Stated goal:
Output every one of the rows below, with no changes at all.

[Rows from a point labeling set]
● ● ● ●
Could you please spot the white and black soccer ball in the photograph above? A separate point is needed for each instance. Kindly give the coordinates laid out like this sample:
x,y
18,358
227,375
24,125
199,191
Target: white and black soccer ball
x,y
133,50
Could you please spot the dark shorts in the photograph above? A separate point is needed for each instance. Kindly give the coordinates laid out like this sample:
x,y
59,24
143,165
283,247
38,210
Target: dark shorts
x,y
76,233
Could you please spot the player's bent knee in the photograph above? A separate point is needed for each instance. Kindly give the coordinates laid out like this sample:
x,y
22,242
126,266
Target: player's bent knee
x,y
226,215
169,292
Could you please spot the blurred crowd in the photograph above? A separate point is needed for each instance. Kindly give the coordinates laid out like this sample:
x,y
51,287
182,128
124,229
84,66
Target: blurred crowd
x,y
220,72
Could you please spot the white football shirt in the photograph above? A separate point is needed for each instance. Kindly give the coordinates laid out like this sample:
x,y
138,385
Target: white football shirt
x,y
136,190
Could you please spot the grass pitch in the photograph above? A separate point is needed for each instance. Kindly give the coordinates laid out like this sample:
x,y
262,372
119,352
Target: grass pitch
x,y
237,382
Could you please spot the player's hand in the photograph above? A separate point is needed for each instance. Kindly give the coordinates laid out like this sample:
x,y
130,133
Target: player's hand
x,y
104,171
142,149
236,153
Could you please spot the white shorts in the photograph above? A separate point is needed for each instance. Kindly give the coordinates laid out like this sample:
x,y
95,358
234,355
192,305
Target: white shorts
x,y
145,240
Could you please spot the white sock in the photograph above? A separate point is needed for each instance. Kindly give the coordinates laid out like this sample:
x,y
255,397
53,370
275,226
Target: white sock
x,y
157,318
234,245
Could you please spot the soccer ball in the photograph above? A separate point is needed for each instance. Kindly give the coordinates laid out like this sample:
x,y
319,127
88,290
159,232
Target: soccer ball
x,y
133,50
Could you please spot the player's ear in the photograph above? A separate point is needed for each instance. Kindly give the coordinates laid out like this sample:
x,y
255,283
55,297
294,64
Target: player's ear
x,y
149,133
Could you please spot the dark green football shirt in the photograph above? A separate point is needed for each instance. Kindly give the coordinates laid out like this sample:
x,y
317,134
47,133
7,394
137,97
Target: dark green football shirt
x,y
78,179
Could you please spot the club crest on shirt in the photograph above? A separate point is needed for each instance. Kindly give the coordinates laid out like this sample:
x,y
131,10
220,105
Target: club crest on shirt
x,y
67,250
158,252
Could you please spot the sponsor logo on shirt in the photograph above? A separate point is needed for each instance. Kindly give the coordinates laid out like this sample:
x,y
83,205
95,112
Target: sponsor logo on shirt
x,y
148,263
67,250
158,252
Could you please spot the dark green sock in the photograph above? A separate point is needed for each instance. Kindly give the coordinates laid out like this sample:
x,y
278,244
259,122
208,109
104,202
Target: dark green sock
● ● ● ●
Exercise response:
Could you please spot the white and black soccer ball in the photograph above? A separate point is needed for each instance. Kindly give the coordinates laid out like this sample:
x,y
18,358
227,375
24,125
199,191
Target: white and black soccer ball
x,y
133,50
Could you please spot the dark shorts in the photograph above? A separate point is needed for each instance. Kindly give the coordinates laid out like this sample:
x,y
59,24
143,165
283,247
38,210
Target: dark shorts
x,y
76,233
Could you please spot the player's bent knee in the photograph above? A separate point is needed for each instance. Kindly give the coordinates laid out like this sample:
x,y
22,242
126,266
Target: player's bent knee
x,y
226,215
169,292
Could you please spot the blurred crowd in the photograph above? A separate point is needed for each instance. Kindly give the coordinates laid out like this sample:
x,y
51,287
182,128
124,229
84,66
Target: blurred crowd
x,y
220,72
Could you please spot the white football shirt in the photograph above? A separate point is needed for each instance. Kindly give the coordinates laid out like this sample:
x,y
138,385
Target: white football shirt
x,y
136,190
Could you please spot the grass pitch in the photograph above? A separate point is needed for each instance. Kindly give the coordinates laid out like this sample:
x,y
262,372
119,352
Target: grass pitch
x,y
237,382
Could you please spot the player's hand in the photograph above? A separate point is needed for each instance. Kindly give the coordinates laid out like this sample:
x,y
130,133
Target: player's hand
x,y
104,171
142,149
236,153
Could you please spot the white shorts in the photograph above? A separate point is needed for each instance. Kindly give the coordinates laid out like this sample:
x,y
95,358
234,355
192,305
Target: white shorts
x,y
145,240
Could you please spot the white sock in the photograph above? A separate point is needed for each instance. Kindly give the coordinates laid out like this sample:
x,y
255,397
53,370
275,226
Target: white sock
x,y
157,318
234,245
Could you please spot the soccer ball in the photograph above? A separate point is needed for each instance. Kindly give the coordinates laid out like this sample:
x,y
319,127
88,290
159,232
Target: soccer ball
x,y
133,50
Could you please spot the player's ear in the photograph above? A separate point is needed for each instance. Kindly give the coordinates laid out like this sample:
x,y
255,283
55,297
294,64
Target: player's ear
x,y
149,133
Could you please spot the dark green football shirt in the photograph above? A separate point is needed for each instance. Kindly give the coordinates laid out like this sample:
x,y
317,134
47,133
7,394
137,97
Target: dark green football shirt
x,y
78,179
Could you please spot the club crest on shirt in the photograph above? A separate point is needed for each instance. Kindly give the coordinates laid out like this sample:
x,y
131,10
220,105
Target: club crest on shirt
x,y
67,250
158,252
Could you please spot the sponsor logo on shirt in the photograph above? A separate point is needed for each instance. Kindly give the coordinates laid out like this sample:
x,y
83,205
95,112
Target: sponsor logo on shirt
x,y
148,263
67,250
158,252
Could you please spot the dark green sock in the photograph above? A separate point is needed for each instance. Kindly give the coordinates laid out like this sample:
x,y
278,244
259,122
208,109
104,202
Target: dark green sock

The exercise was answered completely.